__Исходный отрывок__.
· · · · · · ·
И только после августовской сессии ВАСХНИЛ 1948 года в марристские паруса подул, наконец, попутный ветер идеологической кампании. Ее курировали заведующий Отделом науки ЦК Юрий Жданов и ученый секретарь АН СССР Александр Топчиев. Кампания эта шла по накатанной колее – как в философии и истории, в правоведении и лингвистике. Она строилась (как и предшествующие кампании – в литературе и философии, театре и музыке) на трех главных принципах: 1) экстраполяция общих положений на конкретную область науки/искусства; 2) создание напряжения между полюсами (формализм/народность, аполитичность/идейность, агробиология/генетика, марризм/индоевропеистика и т. д.) с обязательной персонализацией; 3) очищение от идеологической (западной) скверны.
Именно по этому сценарию развивались и события на «лингвистическом фронте» в течение последующих двух лет. Полагаясь на поддержку сверху, Сердюченко и Филин резко активизировали атаки на антиммарристский лагерь (попутно формируя его, подобно тому как за год до того формировалось «формалистическое направление в музыке»). Очевидно, что давление на Мещанинова стало непомерным и он сдался, о чем свидетельствовало прошедшее 22 октября 1948 года совместное открытое заседание ученого совета Института языка и мышления имени Н. Я. Марра и Ленинградского отделения Института русского языка АН СССР, специально посвященное результатам дискуссии в биологии.
Здесь выступили Мещанинов и Филин. В самих названиях основного доклада Мещанинова «О положении в лингвистической науке» и 40-летнего Филина «О двух направлениях в языкознании» был прямой параллелизм с названиями основных документов августовской сессии ВАСХНИЛ. Мещанинов занялся прямым переводом доклада Лысенко на биологической сессии на язык лингвистики: «Теоретические изыскания, непосредственно связанные у нас с интересами практики, выдвигают такие же вопросы в исследованиях ученых разных специальностей, а не только одних биологов». К числу таких общих тем Мещанинов отнес «такие затронутые на сессии биологов темы, как проблемы наследственности, как учение о качественных изменениях в историческом ходе развития явлений общественного порядка и вытекающие отсюда положения о стадийном или стадиальном движении с выяснением решающей в нем роли социального фактора».
· · · · · · ·
__Выдержки из данных__.
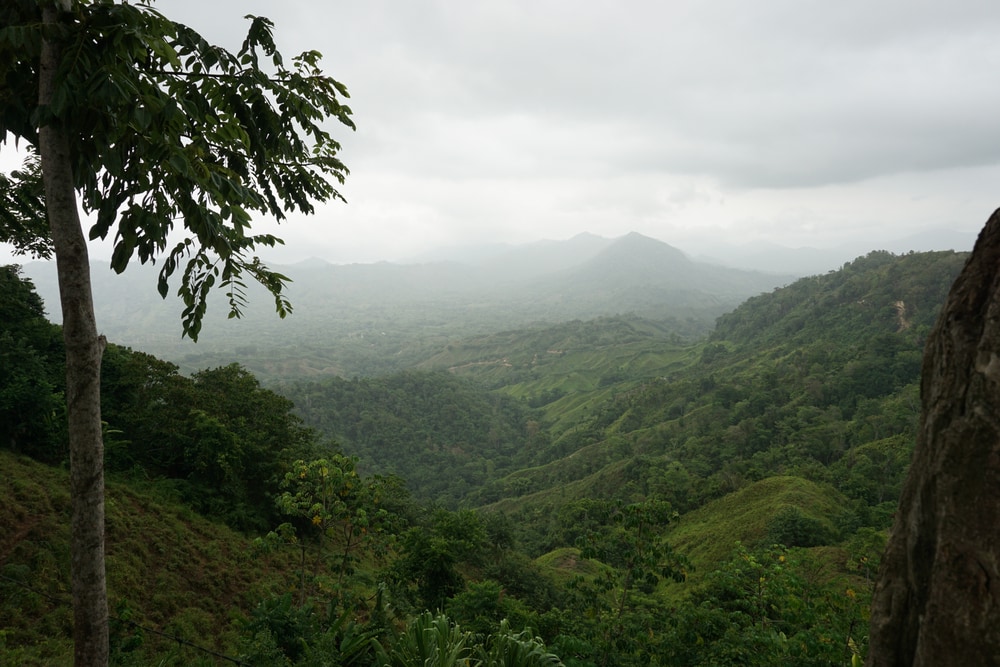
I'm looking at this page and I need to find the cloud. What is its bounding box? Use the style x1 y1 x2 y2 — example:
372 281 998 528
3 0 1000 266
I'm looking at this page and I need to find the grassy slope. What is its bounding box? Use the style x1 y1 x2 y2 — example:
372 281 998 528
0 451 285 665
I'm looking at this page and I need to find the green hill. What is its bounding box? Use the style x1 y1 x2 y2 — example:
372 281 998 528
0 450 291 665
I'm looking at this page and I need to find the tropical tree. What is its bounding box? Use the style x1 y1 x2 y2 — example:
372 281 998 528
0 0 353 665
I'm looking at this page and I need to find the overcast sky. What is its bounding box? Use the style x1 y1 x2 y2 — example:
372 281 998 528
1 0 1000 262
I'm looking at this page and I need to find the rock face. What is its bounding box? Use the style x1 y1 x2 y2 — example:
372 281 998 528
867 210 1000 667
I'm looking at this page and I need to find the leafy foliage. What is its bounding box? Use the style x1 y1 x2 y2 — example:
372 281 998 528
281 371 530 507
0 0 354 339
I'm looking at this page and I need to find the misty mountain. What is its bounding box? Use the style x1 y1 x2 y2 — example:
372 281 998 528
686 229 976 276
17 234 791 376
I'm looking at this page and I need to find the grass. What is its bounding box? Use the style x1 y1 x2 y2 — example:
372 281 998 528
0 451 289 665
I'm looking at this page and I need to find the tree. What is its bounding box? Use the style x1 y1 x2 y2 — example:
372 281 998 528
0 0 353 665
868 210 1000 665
· · · · · · ·
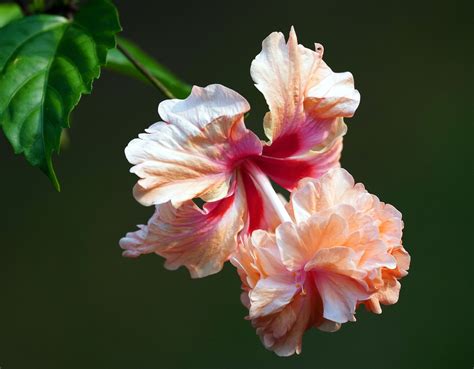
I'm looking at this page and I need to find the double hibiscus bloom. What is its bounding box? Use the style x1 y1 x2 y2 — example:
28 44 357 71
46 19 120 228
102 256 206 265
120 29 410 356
· · · · · · ·
__Требования к упражнению__.
1. Ответьте на вопросы по исходному отрывку.
(a) Кто курировал идеологическую кампанию после августовской сессии ВАСХНИЛ 1948 года?
(b) Какого числа прошло совместное открытое заседание, посвященное результатам дискуссии в биологии?
(c) Как назывался доклад Филина на этом заседании?
2. Выпишите все строки, в которых есть слово «tree», учитывая регистр букв.

__Ответы__.
1.
(a) Заведующий Отделом науки ЦК Юрий Жданов и ученый секретарь АН СССР Александр Топчиев.
(b) 22 октября 1948 года.
(c) «О двух направлениях в языкознании».

2.
I'm looking at this page and I need to find the tropical tree. What is its bounding box? Use the style x1 y1 x2 y2 — example:
I'm looking at this page and I need to find the tree. What is its bounding box? Use the style x1 y1 x2 y2 — example:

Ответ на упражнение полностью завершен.